▼

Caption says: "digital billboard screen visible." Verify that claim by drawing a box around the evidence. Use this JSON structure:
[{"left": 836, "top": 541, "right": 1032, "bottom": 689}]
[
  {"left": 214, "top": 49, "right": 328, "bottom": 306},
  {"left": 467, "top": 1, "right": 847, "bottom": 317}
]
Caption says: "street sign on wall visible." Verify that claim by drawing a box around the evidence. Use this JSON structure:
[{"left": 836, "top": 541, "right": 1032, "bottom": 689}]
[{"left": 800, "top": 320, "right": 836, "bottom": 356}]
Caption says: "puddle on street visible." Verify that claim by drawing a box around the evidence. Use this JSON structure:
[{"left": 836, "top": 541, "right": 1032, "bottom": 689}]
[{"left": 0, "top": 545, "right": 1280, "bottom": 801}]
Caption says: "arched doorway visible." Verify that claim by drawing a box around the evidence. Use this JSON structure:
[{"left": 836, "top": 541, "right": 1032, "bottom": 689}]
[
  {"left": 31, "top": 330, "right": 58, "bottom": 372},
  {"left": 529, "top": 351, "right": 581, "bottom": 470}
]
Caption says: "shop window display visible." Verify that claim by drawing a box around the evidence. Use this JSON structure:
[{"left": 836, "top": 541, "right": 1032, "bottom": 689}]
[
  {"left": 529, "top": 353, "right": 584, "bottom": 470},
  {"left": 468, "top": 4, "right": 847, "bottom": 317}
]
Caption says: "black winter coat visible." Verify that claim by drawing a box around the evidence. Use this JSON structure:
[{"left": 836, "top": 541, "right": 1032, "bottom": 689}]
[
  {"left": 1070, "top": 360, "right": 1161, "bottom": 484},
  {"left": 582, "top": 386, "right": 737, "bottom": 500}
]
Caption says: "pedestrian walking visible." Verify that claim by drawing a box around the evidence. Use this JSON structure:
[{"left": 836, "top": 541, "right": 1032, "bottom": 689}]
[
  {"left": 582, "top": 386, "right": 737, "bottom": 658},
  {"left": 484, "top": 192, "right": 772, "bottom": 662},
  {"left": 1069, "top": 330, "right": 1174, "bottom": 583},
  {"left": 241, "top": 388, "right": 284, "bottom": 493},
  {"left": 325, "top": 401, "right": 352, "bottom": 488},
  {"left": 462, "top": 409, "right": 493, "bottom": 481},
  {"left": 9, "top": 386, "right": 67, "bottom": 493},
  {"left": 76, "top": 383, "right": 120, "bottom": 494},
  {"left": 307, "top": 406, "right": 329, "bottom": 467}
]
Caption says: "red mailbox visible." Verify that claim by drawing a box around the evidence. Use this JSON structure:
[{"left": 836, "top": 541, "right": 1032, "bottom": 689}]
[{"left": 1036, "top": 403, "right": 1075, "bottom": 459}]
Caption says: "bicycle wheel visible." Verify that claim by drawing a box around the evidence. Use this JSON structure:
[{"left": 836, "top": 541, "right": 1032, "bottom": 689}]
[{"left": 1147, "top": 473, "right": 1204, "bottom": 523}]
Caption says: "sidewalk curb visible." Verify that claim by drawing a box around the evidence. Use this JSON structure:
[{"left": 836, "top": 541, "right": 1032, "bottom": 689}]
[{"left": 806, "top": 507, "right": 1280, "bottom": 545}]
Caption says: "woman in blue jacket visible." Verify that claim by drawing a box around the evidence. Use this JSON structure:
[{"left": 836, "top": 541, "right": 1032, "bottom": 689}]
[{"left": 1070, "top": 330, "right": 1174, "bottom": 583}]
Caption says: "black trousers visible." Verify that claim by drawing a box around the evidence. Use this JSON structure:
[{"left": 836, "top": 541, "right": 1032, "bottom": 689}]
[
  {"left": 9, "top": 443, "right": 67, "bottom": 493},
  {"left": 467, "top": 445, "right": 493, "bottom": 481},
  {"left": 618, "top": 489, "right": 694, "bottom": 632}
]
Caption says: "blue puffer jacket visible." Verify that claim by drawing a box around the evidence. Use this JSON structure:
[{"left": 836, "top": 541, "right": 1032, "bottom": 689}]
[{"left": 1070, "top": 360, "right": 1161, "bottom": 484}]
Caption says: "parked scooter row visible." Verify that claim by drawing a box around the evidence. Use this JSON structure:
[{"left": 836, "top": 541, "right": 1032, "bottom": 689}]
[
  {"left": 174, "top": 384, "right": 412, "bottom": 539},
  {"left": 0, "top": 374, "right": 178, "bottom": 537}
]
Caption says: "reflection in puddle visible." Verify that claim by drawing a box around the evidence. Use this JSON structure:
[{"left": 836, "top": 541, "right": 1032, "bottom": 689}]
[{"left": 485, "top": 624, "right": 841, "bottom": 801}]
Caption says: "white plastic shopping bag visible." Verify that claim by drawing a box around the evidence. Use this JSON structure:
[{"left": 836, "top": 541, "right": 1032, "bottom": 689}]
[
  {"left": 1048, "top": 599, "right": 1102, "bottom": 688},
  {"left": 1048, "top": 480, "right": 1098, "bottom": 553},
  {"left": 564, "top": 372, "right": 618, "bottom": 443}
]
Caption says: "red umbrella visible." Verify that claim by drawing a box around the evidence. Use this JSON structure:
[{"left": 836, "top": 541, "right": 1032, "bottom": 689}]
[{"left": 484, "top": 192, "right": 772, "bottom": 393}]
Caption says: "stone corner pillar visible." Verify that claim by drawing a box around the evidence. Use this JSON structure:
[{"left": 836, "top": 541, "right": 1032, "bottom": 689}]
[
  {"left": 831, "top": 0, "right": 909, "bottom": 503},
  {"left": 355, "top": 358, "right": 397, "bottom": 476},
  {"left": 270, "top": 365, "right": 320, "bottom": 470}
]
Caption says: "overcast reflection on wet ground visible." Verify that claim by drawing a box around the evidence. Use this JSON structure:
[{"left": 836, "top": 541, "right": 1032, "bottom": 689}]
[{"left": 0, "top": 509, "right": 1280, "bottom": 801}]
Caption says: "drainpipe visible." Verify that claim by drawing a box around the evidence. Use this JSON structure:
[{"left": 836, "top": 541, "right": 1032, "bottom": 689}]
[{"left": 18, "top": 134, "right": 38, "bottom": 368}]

▲

Find each line in the records above that contains the word "street" and copy it out in full.

* [OUTPUT]:
Caption says: "street sign on wall visible." Verify that claim by drawing a box around the evidence. Use this JSON structure:
Caption says: "puddle on street visible." Verify that claim by drawing a box around the evidence. Use this JSON structure:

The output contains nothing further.